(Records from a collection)
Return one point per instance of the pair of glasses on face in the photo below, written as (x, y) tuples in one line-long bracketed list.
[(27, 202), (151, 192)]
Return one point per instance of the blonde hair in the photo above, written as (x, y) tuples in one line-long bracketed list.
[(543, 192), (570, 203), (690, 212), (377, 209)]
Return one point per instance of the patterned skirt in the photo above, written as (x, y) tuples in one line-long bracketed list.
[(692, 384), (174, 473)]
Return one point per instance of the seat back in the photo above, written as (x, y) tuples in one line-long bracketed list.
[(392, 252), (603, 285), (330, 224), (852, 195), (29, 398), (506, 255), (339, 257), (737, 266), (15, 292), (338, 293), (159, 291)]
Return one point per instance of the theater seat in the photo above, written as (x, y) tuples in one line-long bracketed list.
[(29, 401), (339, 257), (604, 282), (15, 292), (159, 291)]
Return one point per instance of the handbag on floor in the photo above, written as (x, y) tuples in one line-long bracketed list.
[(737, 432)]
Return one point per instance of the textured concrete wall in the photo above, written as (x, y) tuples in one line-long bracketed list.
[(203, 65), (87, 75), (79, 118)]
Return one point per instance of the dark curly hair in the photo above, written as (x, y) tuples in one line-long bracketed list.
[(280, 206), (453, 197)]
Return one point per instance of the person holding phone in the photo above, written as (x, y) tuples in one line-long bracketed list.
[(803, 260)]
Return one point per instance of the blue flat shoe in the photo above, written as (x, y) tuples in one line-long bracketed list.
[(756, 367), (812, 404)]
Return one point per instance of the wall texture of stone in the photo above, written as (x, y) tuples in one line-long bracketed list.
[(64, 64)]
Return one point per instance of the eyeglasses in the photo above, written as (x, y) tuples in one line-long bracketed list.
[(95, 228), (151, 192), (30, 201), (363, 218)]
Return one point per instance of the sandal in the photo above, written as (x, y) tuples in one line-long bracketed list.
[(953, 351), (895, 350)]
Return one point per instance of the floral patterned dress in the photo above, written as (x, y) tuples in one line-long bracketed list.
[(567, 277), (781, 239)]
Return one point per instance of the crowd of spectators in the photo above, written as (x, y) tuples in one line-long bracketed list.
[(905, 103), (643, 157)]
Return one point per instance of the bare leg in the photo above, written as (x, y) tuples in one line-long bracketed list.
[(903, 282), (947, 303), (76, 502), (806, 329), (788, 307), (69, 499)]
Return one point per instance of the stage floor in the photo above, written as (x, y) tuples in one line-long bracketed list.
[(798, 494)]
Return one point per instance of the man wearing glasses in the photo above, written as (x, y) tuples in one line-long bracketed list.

§ **REQUIRED ACTION**
All the lines above must appear again in the answer, word for word.

§ **ANSWER TO THIS EXERCISE**
Return one point per instance of the pair of glasses on face in the photo below, written as (x, y) tuples in one line-long bracketed list.
[(27, 202), (151, 192)]
Return one point per instance of the blonde hair in the photo above, written as (x, y) tuples in one line-long bracketed list.
[(543, 192), (570, 203), (690, 212), (377, 209)]
Return one point per instance of the patterned skirt in the photo above, written as (x, y) tuples in one line-long bracketed list.
[(692, 384), (174, 473)]
Return one point per instance of the seat back in the photo above, written as (x, y) tuples in one line-long bracketed list.
[(392, 252), (603, 285), (330, 224), (852, 195), (29, 398), (506, 255), (339, 257), (737, 266), (15, 292), (338, 293), (159, 291)]
Return one point per instance of the theater seat in the photo above, written as (x, y) tuples in one line-long bracketed list.
[(29, 401), (339, 257), (604, 282), (15, 292), (159, 291)]
Return one point per instance of the handbag on floor in the photo above, written as (x, y) tuples in one line-long bracketed list.
[(737, 432)]
Return one point per instance of the textured concrete wall in the photo above, written as (x, y) tuples in one line-long bracketed list.
[(203, 65), (87, 75), (79, 118)]
Return one point per instance of the dark curly hair in the photo above, written as (x, y) tuples in one line-long bracketed list.
[(280, 206), (453, 197)]
Return one point per instance of the person holding phone in the photo above, written as (x, y) tuples in one line-long bracketed list.
[(803, 260)]
Return one point per instance of the blue flat shoe in the photo above, written as (x, y) tuples in one line-long bracketed list.
[(756, 367), (812, 404)]
Return one point per instance of the wall texture of stone in the photo above, written as (x, y) tuples in one line-long bracketed list.
[(64, 64)]
Return one point per instance of the eyeglasses in the photo above, written as (x, y) tuples in one line-long bracketed list.
[(95, 228), (151, 192), (30, 201), (363, 218)]
Return one point per instance of the sandal in the photo above, written as (x, y) tuples in one line-long bracketed list.
[(953, 351), (895, 350)]
Return one point per instance of the floral patterned dress in the photo above, written as (x, y) tuples in one line-long bracketed list.
[(567, 277), (781, 239)]
Return one point per instance of the crowd of spectators in the photo above, written as (x, y) tuples in one line-long bracketed list.
[(905, 103), (643, 157)]
Return one point per instance of the bare leg in the photo above, written as (x, y) tuples in one line-long bracketed list.
[(903, 282), (947, 303), (76, 502), (806, 329), (788, 307), (69, 499)]
Return one point per instance of the stage floor in the photo above, written as (x, y) tuples in one line-long bracketed list.
[(798, 494)]
Return one point per instance of the man wearing glasses in the photo above, written as (x, y) tuples in one line-long bracketed list.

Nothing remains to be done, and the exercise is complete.